» Set task: Reproduce each of the rows below word for word, without altering any line.

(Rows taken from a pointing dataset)

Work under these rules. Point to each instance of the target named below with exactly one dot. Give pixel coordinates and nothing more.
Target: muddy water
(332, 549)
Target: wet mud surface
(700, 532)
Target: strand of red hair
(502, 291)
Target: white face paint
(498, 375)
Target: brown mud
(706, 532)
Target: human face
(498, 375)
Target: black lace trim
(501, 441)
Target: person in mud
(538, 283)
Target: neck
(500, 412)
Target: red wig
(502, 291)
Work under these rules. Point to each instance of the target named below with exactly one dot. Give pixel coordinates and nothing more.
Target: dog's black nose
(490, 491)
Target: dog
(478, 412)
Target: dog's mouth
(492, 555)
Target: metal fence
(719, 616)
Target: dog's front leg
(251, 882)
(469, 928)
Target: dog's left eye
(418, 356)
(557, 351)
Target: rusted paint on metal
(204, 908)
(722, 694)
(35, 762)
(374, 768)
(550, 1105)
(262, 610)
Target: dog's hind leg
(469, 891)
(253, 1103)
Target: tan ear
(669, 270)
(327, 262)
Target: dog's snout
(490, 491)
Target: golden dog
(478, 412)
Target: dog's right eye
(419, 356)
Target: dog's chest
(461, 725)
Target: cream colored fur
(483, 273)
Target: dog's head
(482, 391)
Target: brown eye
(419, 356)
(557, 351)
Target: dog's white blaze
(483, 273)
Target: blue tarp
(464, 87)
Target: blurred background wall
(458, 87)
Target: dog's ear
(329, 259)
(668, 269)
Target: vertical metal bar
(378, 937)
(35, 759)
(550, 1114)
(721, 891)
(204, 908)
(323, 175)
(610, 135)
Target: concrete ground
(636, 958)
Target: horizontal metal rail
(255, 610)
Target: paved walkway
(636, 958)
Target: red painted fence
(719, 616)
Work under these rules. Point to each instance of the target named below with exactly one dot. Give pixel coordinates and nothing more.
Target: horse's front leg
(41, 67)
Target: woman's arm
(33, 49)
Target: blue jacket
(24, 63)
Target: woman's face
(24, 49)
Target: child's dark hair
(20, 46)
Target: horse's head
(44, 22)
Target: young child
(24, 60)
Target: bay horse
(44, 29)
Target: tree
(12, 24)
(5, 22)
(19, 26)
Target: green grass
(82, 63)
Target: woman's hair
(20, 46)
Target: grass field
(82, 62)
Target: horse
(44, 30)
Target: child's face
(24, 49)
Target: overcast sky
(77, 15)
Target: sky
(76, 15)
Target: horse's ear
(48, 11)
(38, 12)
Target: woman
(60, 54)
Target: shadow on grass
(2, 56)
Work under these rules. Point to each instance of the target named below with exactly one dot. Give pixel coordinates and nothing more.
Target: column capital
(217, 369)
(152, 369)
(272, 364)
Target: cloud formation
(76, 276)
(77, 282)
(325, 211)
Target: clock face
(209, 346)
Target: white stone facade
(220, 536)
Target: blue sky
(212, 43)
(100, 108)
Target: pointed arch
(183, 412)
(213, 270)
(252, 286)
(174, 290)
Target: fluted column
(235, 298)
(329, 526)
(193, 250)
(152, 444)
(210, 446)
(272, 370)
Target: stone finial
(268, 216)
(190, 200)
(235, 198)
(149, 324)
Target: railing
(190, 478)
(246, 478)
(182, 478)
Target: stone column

» Correct response:
Work under these rules. Point to each instance of the target named below with exactly one dot. Give pixel coordinates and nothing more.
Target: muddy water
(332, 549)
Target: wet mud surface
(700, 532)
Target: strand of red hair
(502, 291)
Target: white face paint
(498, 375)
Target: brown mud
(706, 532)
Target: human face
(498, 375)
Target: black lace trim
(501, 441)
Target: person in mud
(538, 283)
Target: neck
(500, 412)
Target: red wig
(502, 291)
Work under these rules. Point to each instance of the target named below with exactly one dot. Give pixel coordinates and nothing more.
Target: dog's black nose
(490, 491)
Target: dog
(478, 412)
Target: dog's mouth
(492, 555)
Target: metal fence
(719, 616)
Target: dog's front leg
(251, 882)
(469, 928)
Target: dog's left eye
(418, 356)
(557, 351)
Target: rusted paint on metal
(204, 908)
(722, 694)
(35, 762)
(374, 768)
(550, 1105)
(262, 610)
Target: dog's hind leg
(469, 891)
(253, 1103)
Target: tan ear
(669, 270)
(327, 262)
Target: dog's snout
(490, 491)
Target: golden dog
(478, 412)
Target: dog's right eye
(419, 356)
Target: dog's chest
(461, 725)
Target: cream colored fur
(483, 273)
Target: dog's head
(482, 391)
Target: brown eye
(419, 356)
(557, 351)
Target: dog's white blaze
(483, 273)
Target: blue tarp
(464, 87)
Target: blurred background wall
(458, 87)
Target: dog's ear
(329, 259)
(668, 269)
Target: vertical metal bar
(378, 937)
(35, 759)
(550, 1114)
(721, 891)
(204, 908)
(323, 175)
(610, 135)
Target: concrete ground
(636, 958)
Target: horizontal metal rail
(255, 610)
Target: paved walkway
(636, 958)
Target: red painted fence
(719, 616)
Work under these rules. Point to each instance of the target named below with exactly one dot. Give pixel coordinates and nothing more.
Target: horse's front leg
(41, 67)
Target: woman's arm
(33, 49)
Target: blue jacket
(24, 63)
Target: woman's face
(24, 49)
Target: child's dark hair
(20, 46)
Target: horse's head
(44, 22)
Target: young child
(24, 60)
Target: bay horse
(44, 29)
Target: tree
(12, 24)
(5, 22)
(19, 26)
Target: green grass
(82, 63)
Target: woman's hair
(20, 46)
Target: grass field
(82, 62)
Target: horse
(44, 30)
Target: child's face
(24, 49)
Target: overcast sky
(77, 15)
Target: sky
(76, 15)
Target: horse's ear
(48, 11)
(38, 12)
Target: woman
(60, 54)
Target: shadow on grass
(2, 56)
Work under these rules. Point to each instance of the target named below with exactly one dot. Give pixel coordinates and nothing more.
Target: column capital
(217, 369)
(152, 369)
(272, 364)
Target: cloud formation
(76, 276)
(77, 282)
(325, 211)
Target: clock face
(209, 346)
Target: white stone facade
(220, 536)
Target: blue sky
(212, 43)
(100, 108)
Target: pointed arch
(183, 412)
(213, 270)
(252, 286)
(174, 290)
Target: fluted column
(235, 298)
(329, 526)
(193, 250)
(152, 444)
(210, 446)
(272, 370)
Target: stone finial
(268, 216)
(190, 200)
(235, 198)
(149, 324)
Target: railing
(190, 478)
(246, 478)
(182, 478)
Target: stone column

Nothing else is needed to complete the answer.